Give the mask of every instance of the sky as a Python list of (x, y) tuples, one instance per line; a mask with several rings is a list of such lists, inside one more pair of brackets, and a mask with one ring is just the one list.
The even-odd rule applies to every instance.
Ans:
* * *
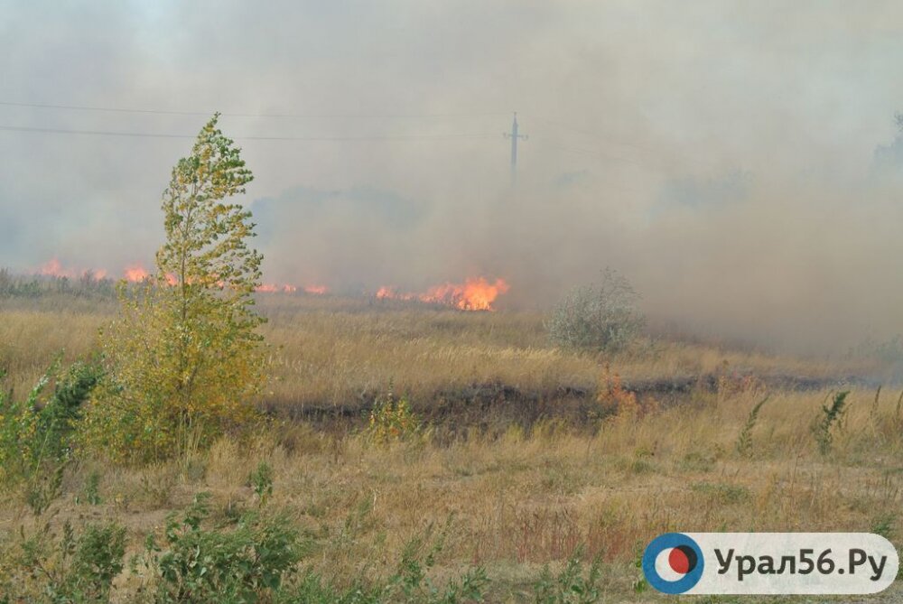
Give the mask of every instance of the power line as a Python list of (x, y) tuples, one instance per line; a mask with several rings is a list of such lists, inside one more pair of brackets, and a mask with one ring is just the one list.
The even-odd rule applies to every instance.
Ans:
--
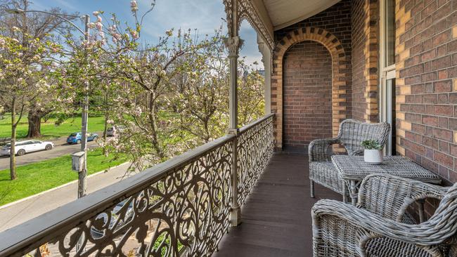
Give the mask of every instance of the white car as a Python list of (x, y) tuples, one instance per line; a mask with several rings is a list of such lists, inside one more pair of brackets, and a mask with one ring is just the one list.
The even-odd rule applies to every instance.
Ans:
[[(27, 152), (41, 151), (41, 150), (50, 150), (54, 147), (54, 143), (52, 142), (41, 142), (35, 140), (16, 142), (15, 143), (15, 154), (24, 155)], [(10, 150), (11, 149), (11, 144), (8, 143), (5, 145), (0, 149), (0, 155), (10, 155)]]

- REQUIREMENTS:
Count the lines of the data above that contain the string "Give", matching case exactly, and reply with the number alone.

- SOLUTION BELOW:
3